作業指示 1 =
在宅介護についての本文抜粋に、姓と名の両方がそろって登場する人物をすべて挙げてください。
作業指示 2 =
母親の看取りをめぐる本文抜粋では、水野佳代子さんは高齢者の多い慢性期病院に何年間勤務していたとされていますか。
作業指示 3 =
菊田あや子さんの母親の在宅介護を扱った本文抜粋を、最後の一文のあとから引き継いで書き進めてください。

本文抜粋 =
在宅介護を終えたあとの人生|菊田あや子さんが看取りから得たもの
タレントでレポーターの菊田あや子さんは、地元の山口県・下関で母親を介護していた。8年の介護生活から学んだこととはどんなことなのだろうか。独占インタビューで菊田さんが語ってくれた。
仕事を休んで得られたこれからの人生観
言うまでもなく、在宅介護は家族や仕事の事情があれば難しいことも多い。現役世代にとっては、数日ならともかく、長期戦はなかなかかなわないだろう。
「私も会社員だったら、仕事を休めなかったかもしれない。反対に、会社員ではないフリーランスだから、仕事を断るのに不安もありました。それでもお金や仕事はあとでなんとでもなる、だめだったら別の仕事を探すことだってできる。そう考えて初めて仕事をキャンセルさせてもらいました。自分の人生にとって、納得のいく(最後に在宅介護をした)1か月でした」
→自宅で看取るということ|菊田あや子さん・金子哲雄さんに学ぶ在宅介護
最愛の母親との最期の1か月
「キク(菊田さんの愛称)の大声がお母さんを1か月生かしたのだと思います」
と、菊田さんの中学時代からの友人で、母親が入院していた病院で看護師長を務めていた、下関安岡病院地域連携推進部入退院支援室看護師長の水野佳代子さん(60才)が当時を振り返ってくれた。
在宅で酸素吸入も皮下注射もできる
点滴ができなくなったとき、キクに「じゃあ見殺しにするん?」と言われ、
「いや、口の中もおしももきれいにして感染せんようにして、お母さんの好きな過ごし方をさせてあげることができるんよ」と答えました。
それは自宅でもできるんです。酸素吸入も皮下注射も病院と同じようにできます。
「キクはどうしたいん?」と聞いたら「ママと一緒におりたい」と答えた彼女が、自宅で看取ってあげることができたのはとてもよかったと思います。
私は25年間、高齢者の多い慢性期病院に勤務していて、家に帰りたいと言うかたはいますが、家族の諸事情で退院できず、実際に看取りの状態で帰れたケースはわずかです。
キクは、中学生の頃から人をひきつける明るい子で、教室に声が響いていました。介護の間もその大きな声で「ママ、がんばって!」と語りかけていたのが力になり、お母さんは信じられない回復をして1か月間、生き延びたのだと思います。キクは最後までお母さんが大好きな気持ちが強かったし、お母さんもキクのことが大好きでしたから。
キクが泣きはらした目をしていたのは(在宅介護を始めた11月末から)12月初めまで。それなりに心づもりもできていったのだと思います。亡くなったと聞いて駆けつけたときは、キクがピンクの口紅をていねいに塗ってあげて「ね、きれいやろう?」といつもの笑顔でした。

提供データ =
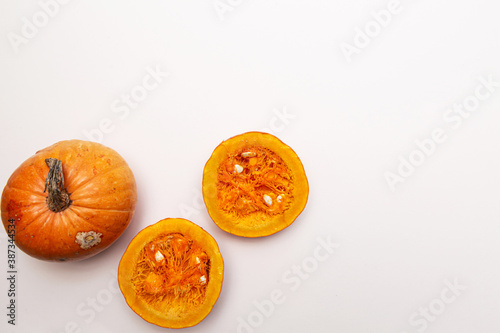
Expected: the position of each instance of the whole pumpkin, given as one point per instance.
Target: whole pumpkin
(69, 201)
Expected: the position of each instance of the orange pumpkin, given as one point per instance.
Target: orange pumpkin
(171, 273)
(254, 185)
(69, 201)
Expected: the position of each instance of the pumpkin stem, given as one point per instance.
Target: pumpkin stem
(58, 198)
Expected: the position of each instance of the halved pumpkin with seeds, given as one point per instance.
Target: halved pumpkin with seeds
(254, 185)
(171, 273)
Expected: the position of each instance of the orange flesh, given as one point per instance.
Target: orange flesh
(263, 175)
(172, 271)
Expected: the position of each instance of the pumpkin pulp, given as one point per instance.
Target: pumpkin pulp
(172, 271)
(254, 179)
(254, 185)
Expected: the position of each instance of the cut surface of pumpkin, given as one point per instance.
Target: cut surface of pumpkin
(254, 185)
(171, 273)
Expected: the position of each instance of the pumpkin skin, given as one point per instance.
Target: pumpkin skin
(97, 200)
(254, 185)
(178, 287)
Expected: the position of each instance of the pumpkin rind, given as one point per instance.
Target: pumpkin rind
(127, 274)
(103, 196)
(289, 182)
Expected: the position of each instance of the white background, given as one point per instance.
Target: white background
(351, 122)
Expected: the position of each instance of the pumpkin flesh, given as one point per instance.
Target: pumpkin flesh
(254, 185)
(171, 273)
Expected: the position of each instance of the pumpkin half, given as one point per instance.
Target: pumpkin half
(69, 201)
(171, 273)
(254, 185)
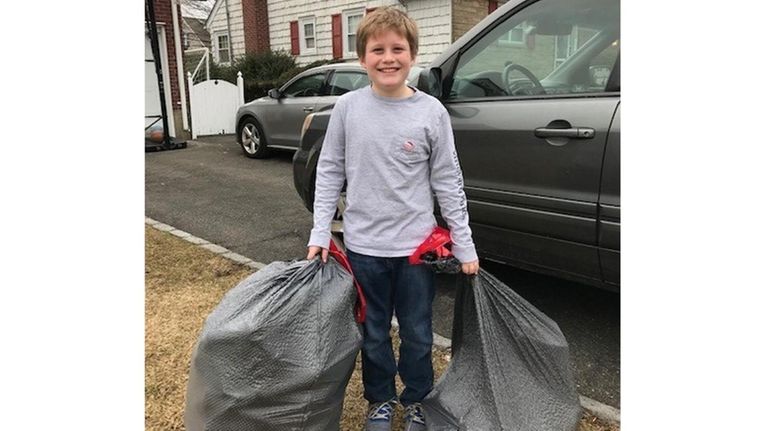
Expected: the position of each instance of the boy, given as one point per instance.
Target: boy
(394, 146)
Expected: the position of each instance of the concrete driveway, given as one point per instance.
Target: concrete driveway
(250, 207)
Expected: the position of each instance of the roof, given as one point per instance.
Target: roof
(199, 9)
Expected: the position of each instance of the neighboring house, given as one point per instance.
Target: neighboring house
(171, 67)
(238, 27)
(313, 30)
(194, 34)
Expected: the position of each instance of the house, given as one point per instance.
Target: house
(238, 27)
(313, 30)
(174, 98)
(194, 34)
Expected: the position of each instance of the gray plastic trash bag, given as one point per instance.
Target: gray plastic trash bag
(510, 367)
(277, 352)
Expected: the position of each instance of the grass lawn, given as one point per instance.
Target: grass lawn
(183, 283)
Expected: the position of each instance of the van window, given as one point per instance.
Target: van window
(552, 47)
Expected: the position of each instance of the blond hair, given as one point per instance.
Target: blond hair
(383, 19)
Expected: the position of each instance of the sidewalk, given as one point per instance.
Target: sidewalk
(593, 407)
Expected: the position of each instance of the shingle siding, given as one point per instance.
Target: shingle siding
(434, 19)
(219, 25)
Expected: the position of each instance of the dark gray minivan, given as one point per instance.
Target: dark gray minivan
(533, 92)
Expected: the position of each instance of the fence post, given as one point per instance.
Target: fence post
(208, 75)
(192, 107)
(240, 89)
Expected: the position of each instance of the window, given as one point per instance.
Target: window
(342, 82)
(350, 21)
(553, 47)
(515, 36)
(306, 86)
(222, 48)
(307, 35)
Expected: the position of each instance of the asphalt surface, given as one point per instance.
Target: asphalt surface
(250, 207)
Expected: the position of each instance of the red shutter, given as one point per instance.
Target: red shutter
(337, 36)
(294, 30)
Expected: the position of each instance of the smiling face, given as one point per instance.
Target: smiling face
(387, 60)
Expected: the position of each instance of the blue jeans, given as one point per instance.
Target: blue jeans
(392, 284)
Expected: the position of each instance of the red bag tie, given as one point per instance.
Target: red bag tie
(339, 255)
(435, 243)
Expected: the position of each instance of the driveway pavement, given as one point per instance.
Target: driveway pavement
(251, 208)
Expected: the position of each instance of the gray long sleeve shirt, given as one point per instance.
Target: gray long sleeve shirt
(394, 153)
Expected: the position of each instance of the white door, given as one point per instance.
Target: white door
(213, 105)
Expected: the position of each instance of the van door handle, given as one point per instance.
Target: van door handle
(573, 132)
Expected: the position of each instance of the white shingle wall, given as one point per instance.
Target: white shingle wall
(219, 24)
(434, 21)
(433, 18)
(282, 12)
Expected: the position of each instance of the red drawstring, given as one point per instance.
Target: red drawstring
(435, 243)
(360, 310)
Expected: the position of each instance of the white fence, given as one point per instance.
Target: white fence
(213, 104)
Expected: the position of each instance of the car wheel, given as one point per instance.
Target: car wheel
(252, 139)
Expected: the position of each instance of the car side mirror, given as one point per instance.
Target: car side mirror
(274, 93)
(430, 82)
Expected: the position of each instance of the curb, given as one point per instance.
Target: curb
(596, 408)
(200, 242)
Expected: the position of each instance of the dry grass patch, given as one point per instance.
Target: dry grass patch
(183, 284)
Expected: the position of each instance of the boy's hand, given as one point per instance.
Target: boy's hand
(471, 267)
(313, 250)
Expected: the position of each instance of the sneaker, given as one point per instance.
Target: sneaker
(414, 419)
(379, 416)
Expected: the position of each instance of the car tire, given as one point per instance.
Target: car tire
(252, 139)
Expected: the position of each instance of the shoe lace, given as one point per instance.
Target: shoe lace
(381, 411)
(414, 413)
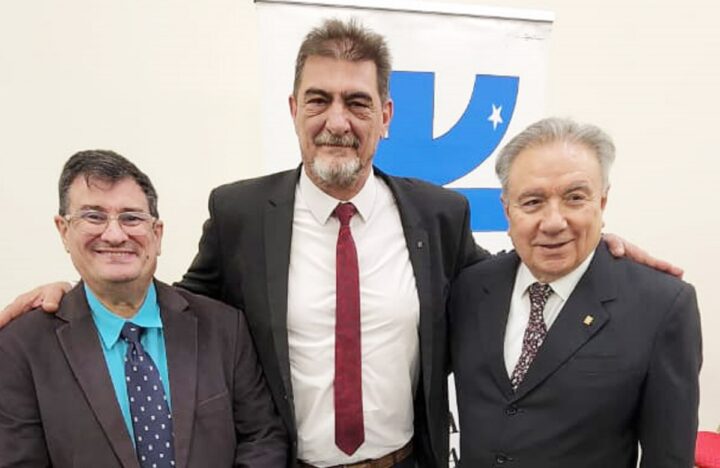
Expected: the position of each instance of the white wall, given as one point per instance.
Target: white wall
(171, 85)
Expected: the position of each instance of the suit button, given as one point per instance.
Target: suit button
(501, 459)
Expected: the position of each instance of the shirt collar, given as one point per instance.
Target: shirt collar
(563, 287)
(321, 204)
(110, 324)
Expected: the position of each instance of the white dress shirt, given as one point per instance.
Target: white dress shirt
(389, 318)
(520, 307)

解答欄 1 =
菊田あや子、金子哲雄、水野佳代子

解答欄 2 =
25年間

解答欄 3 =
母親からの愛と感謝の気持ち
菊田さんは母親との思い出を今も大切にしているという。
「私はぽっちゃりで美人でもない。でもこの仕事が好きで、還暦になっても人前でしゃべらせてもらっています。その強さみたいなものは、幼い頃、いつも母に“あや子ちゃんはできるよ”と言ってもらえたからです」
若い頃は盲学校の教員だった母からは、一度も叱られたことがない。いまでいう自己肯定感を高めてもらうような、愛にあふれる言葉ばかりを、生涯、浴びせてもらった。
「そんなママとのお別れだったからこそ、何をおいてでも下関に戻ったんです。母の死に立ち会って、それまでは人の死を本当の意味で実感することができていなかったことにも気づけました。どんどんやせて骸骨(がいこつ)みたいになっていって、腰骨が立って。まだ太もものお肉がちょっとあるかと思っていたら、2日ほどでなくなっていく。しものことも含めて、“人間が終わっていく様”を毎日しっかり見せてもらえました。94年生きた人生を、こうやって閉じていくのだと母に見せてもらえたことで、自分がこれからを大切に充分に生きたいと思うようになりました」
それまでも認知症に関する講演を行ってきたが、母を看取った後、以前とはまた違った話をするようにもなった。残りの人生をどう生きるか、どう死んでいきたいかを考えましょうと語りかけている。
東京に戻った菊田さんは、再び母と2人暮らしになった。毎朝「ママ、行ってきます」と小さな仏壇にお線香をあげて仕事に向かう。そして今日も、母にほめ続けてもらった元気な笑顔でカメラの前に立つ。